**Text:**
5 ways I’m not spending my summer recession

bobhoperecessionI’d like to just surrender and call our economic state a depression, which all signs indicate we’re barrelling towards, but, per the definition, the concept just depresses me.

Instead, following are five ways I’m saving a few bucks that may be of use. In summary: Rocket Video, refilling water jugs, free movie previews, 99 cent store, and blogging.

If you have your own magical money saving ways, please share in the comments.

And the somewhat irrelevent photo at right is the legendary Bob Hope, returning home from a USO tour to be greeted by his dog named Recession.

1. Putting my Netflix subscription on hold, visiting Rocket Video on 2 for 1 days.

Normally, with a membership rentals are $2.99, but on Thursdays and Saturdays Rocket Video are 2 for 1 days, including new releases and Blu-Ray rentals. Considering I only watch a couple rentals every week, this is already cheaper than Netflix (which charged more for Blu-Ray). There’s also something inherently fun about browsing video racks and having to make an alternate selection. (my Yelp! review of Rocket here)

On the downside: Besides obviously needing to schedule your video pickups, late fees are at the normal rate, and can add up quickly.

2. Putting my Arrowhead water delivery on hold, and refilling the bottles at Ralphs.

I’ve found Brita water filters and other similar systems to be not only less better tasting, but just as costly, as spending close to $7.00 per 5 gallon bottle of water from Arrowhead. But considering that my girlfriend and I easily go through more than one of these bottles in a week during the summer, I’ve put the deliveries on hold and instead are refilling these bottles for $1.25 a gallon at our local Ralphs.

The trick: Clearly, lugging these bottles around isn’t easy. I’ve been reusing old grocery bags to cover the bottle tops, then sealing with a couple wraps of gaffe tape (I’m sure duct tape will work as well, or packing tape in a pinch).

3. Hitting up free preview movie screenings even more than usual.

**Pointing records:**

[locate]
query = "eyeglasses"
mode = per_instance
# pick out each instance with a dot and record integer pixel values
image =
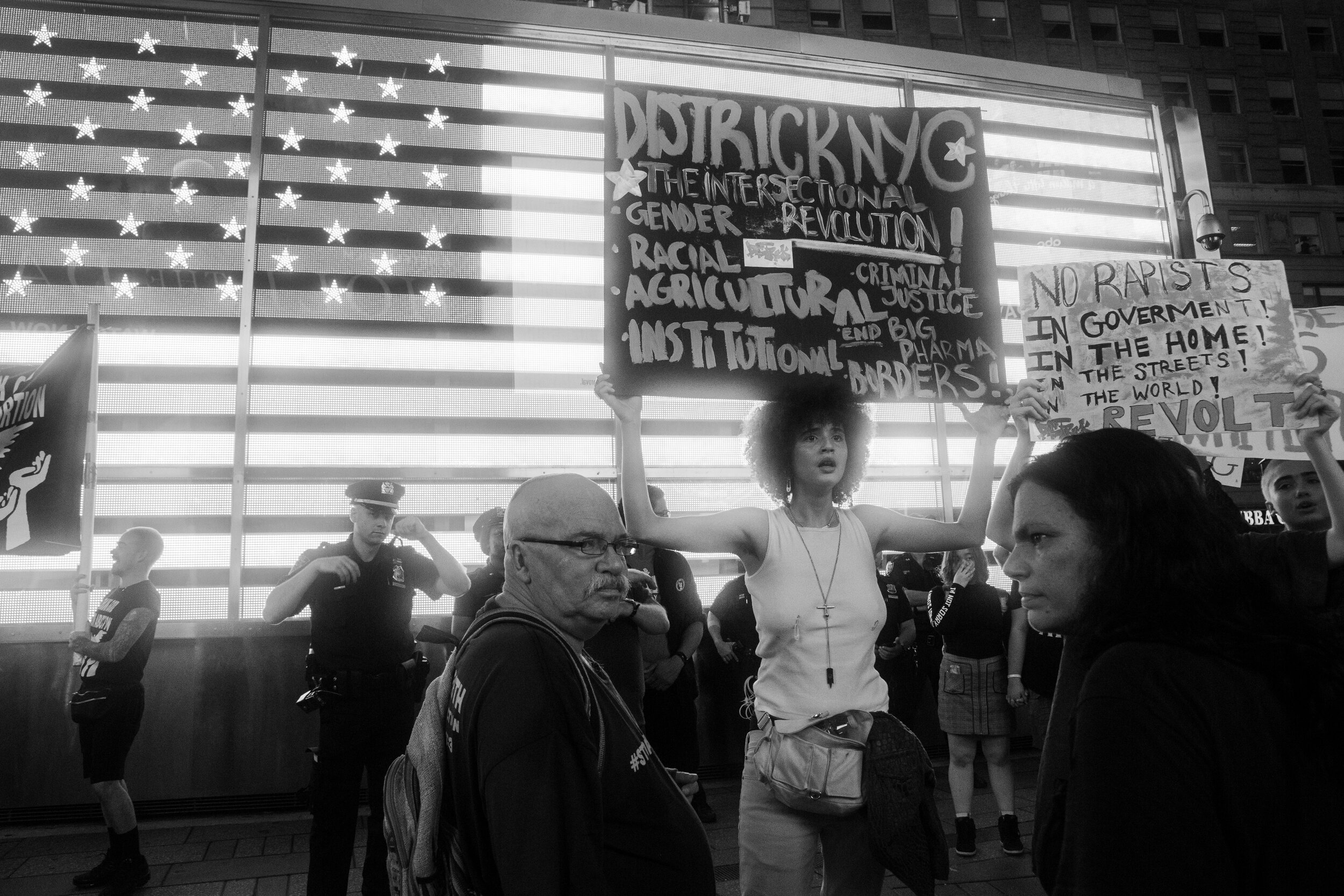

**Set exercise 1:** Condense the paragraph in the recession savings post that begins "Normally, with a membership" into two or three sentences, keeping its main facts.
**Set exercise 2:** Extend the post about saving money during the recession, starting right after its last line.

**Expected output 1:** With a membership, Rocket Video rentals normally cost $2.99, but Thursdays and Saturdays are 2-for-1 days that include new releases and Blu-Ray rentals. At only a couple of rentals a week, that is already cheaper than Netflix, which charged more for Blu-Ray. Browsing the racks and having to pick an alternate title is also part of the fun.

**Expected output 2:**
As a movie geek, it pains me to see less movies on opening night, but as long as I’m able to sit in a theatre I’m usually happy. Thank the Hollywood machine for wanting free audiences to fill in press screenings, or other screenings to gauge audience response or build word of mouth. Unfortunately, having to arrive at least an hour ahead to ensure a spot, usually forgoing concessions if the movies are being shown at private screening rooms, frequent requirements that you leave your cell phone in the car, and often getting some crappy seats, is par for the course. Occasionally, though, you’ll see the film’s stars, directors, studio execs, and other producers in attendance… and it isn’t unusual for the studio to provide a free popcorn and soda to attendees.

Besides accepting the free passes often offered outside of theatres and shopping hot spots around town, you can also be emailed invited to preview screenings through My Cinema Access and The Screening Exchange.

My favorites: Creative Screenwriter magazine has a recurring, occasional series of new release screenings that are followed by Q&As with the film’s writers. Sign up for notifications here. Subscribers to the awesome Film Radar mailing list will also be tipped off occasionally to free or cheap screenings around town.

4. Putting on my blinders and visiting the 99¢ Only Store.

To be blunt, the 99¢ Only Store kind of freaks me out. Besides some of the unusual, questionable food items for sale, the clientelle can be a little creepy. But, when it comes to select household products, the price is a fraction of what you’ll find at your regular grocery store. My suggestion is that after you’ve clipped some coupons and made your shopping list, hit the 99¢ Only Store first to see what items you can knock out of the way, then hit your regular grocery (or for optimum savings, drop by Big Lots in between).

Additional shopping tip: The store brand stuff, believe it or not, is usually as good, and sometimes better than name brands, often 25% to 50% cheaper… except when it comes to soda and baking mixes. Cookies, orange juice, cereal, and more, worth a taste.

5. Blogging.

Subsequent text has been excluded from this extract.